Page extract -
Almost 10 years on, our practice has developed beyond recognition. We left PCT control in September 2011 and now run as an independent Social Enterprise – Bevan Healthcare (named after the founding father of the NHS, Aneurin Bevan). We have around 2,000 registered patients funded through a 5 year APMS contract with the PCT. Health care is provided by a committed team of sessional clinicians who have actively chosen to work with these vulnerable groups, and who have developed considerable specialist expertise in dealing with the complex problems they face. We work closely with other health care providers such as mental and sexual health services as well as with social care, housing, benefits advice and interpreting services providing easy access to services on site whenever possible.

Work request - According to the Bevan Healthcare extract, when did the practice leave PCT control? The listing comes from a different source than the text.

Extracted entries -
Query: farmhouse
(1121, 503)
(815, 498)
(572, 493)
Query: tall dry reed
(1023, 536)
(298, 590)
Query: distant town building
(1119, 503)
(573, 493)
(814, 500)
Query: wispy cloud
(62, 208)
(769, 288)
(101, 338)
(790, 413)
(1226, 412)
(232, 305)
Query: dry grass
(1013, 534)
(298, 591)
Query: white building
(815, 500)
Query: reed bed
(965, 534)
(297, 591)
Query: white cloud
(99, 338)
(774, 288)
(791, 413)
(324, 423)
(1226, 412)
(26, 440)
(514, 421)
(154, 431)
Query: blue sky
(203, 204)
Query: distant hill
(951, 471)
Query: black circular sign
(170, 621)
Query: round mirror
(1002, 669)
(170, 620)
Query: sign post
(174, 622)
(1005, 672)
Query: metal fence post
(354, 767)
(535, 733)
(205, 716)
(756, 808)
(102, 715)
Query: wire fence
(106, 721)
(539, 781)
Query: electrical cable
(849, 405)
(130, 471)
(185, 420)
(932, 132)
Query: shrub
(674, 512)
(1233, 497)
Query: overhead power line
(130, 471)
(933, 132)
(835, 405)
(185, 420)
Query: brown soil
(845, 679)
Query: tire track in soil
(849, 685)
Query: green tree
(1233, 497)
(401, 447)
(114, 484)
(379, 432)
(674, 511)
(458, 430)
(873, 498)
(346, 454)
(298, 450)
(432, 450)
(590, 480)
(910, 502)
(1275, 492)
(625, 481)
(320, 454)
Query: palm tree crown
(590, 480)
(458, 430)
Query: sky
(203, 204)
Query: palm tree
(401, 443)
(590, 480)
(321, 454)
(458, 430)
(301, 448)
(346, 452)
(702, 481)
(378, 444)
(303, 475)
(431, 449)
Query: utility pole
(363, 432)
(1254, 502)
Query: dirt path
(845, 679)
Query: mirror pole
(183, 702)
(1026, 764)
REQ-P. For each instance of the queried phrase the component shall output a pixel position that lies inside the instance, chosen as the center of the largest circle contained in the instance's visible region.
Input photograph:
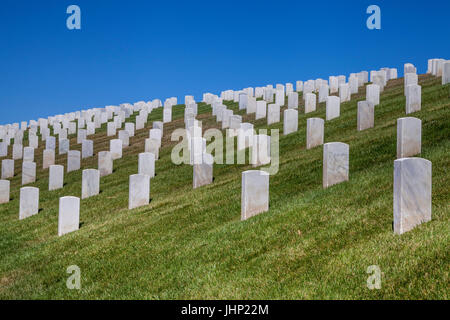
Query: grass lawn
(313, 243)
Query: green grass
(313, 243)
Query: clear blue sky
(136, 50)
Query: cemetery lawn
(190, 244)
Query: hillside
(313, 243)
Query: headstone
(333, 107)
(446, 73)
(409, 137)
(4, 191)
(243, 101)
(366, 113)
(48, 158)
(314, 132)
(81, 135)
(146, 164)
(50, 143)
(29, 202)
(203, 172)
(90, 184)
(412, 193)
(410, 78)
(273, 113)
(323, 93)
(344, 92)
(69, 215)
(158, 125)
(115, 147)
(373, 94)
(64, 146)
(254, 193)
(111, 129)
(261, 109)
(87, 149)
(167, 115)
(105, 163)
(152, 146)
(156, 134)
(413, 98)
(56, 177)
(3, 149)
(245, 136)
(28, 172)
(73, 160)
(260, 152)
(139, 191)
(129, 127)
(310, 102)
(335, 163)
(125, 138)
(17, 151)
(7, 169)
(28, 154)
(293, 100)
(290, 121)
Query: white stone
(290, 121)
(410, 78)
(323, 93)
(3, 149)
(81, 135)
(87, 149)
(333, 107)
(69, 215)
(344, 92)
(7, 169)
(105, 163)
(115, 147)
(310, 102)
(48, 158)
(261, 109)
(28, 154)
(146, 164)
(111, 129)
(139, 191)
(335, 163)
(273, 113)
(260, 152)
(203, 172)
(413, 98)
(446, 73)
(4, 191)
(64, 146)
(90, 184)
(314, 132)
(56, 177)
(50, 143)
(29, 202)
(293, 100)
(245, 136)
(152, 146)
(412, 193)
(373, 94)
(125, 138)
(254, 193)
(28, 172)
(409, 137)
(73, 160)
(129, 127)
(17, 151)
(366, 114)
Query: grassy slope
(313, 243)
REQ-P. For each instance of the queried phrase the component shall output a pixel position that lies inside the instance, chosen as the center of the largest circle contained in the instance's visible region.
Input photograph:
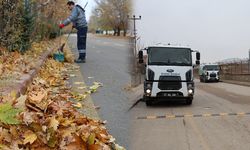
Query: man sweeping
(78, 19)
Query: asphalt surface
(217, 119)
(108, 62)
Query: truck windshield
(169, 56)
(211, 67)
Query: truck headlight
(148, 91)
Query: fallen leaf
(78, 83)
(77, 105)
(29, 137)
(27, 117)
(21, 102)
(82, 87)
(53, 123)
(8, 114)
(91, 139)
(72, 75)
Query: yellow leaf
(29, 137)
(72, 75)
(21, 102)
(78, 83)
(91, 139)
(77, 105)
(13, 94)
(54, 123)
(82, 87)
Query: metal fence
(236, 68)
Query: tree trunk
(118, 31)
(124, 32)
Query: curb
(88, 108)
(21, 86)
(236, 83)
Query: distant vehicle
(209, 72)
(169, 73)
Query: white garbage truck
(169, 73)
(209, 72)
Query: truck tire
(148, 101)
(189, 101)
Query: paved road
(198, 132)
(108, 63)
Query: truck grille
(169, 94)
(213, 75)
(169, 83)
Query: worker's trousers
(81, 41)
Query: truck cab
(169, 73)
(209, 72)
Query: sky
(219, 29)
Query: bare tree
(112, 14)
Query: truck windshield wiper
(180, 63)
(159, 63)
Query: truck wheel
(149, 102)
(189, 101)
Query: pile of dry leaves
(45, 118)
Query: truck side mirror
(140, 55)
(198, 56)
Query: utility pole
(135, 31)
(135, 76)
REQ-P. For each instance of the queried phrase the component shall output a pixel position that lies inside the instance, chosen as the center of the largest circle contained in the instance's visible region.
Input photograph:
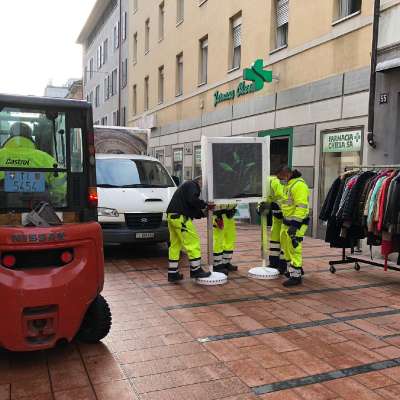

Task answer - September 2011